**Task input**

○ ○ ○ ○ ○

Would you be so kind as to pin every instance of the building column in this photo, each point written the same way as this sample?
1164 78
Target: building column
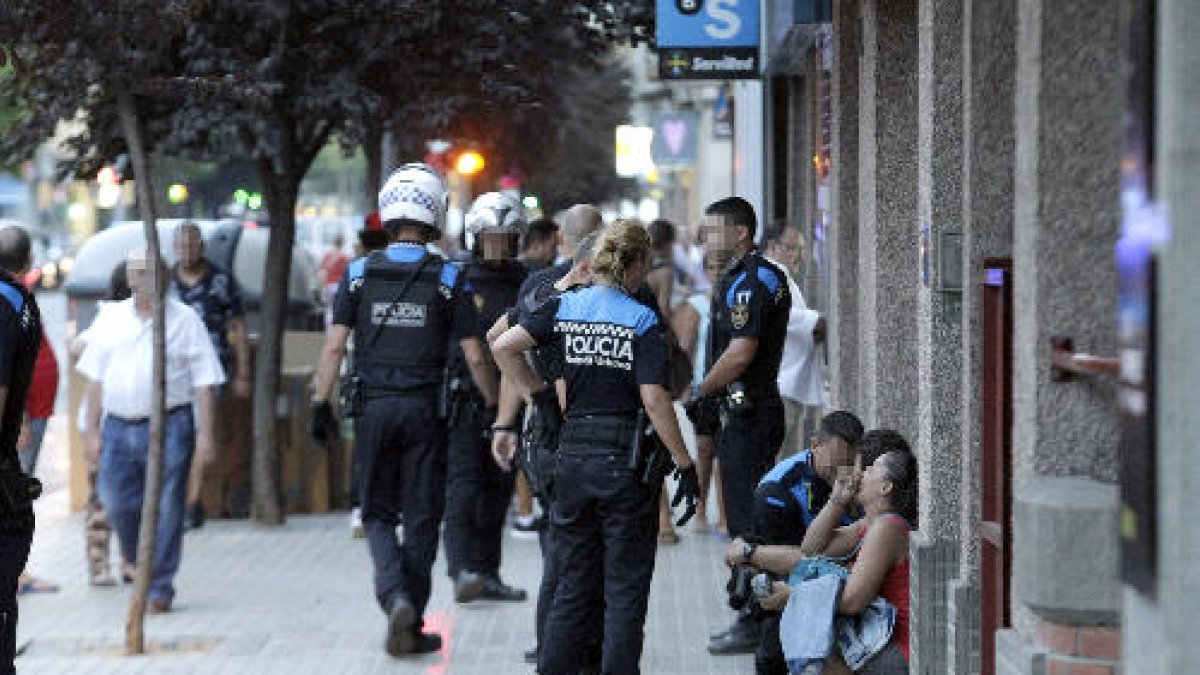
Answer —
939 326
1069 106
843 317
888 219
989 48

○ ○ ○ ○ ○

**Objective**
Working from the material above, transcribe it exactly while omitting pictures.

**The solution**
Would you be so kind as to pin every instance of the building column in this photo, each point written the same way as this sample?
1164 78
Target: building column
Answer —
939 326
1069 106
843 317
888 219
989 48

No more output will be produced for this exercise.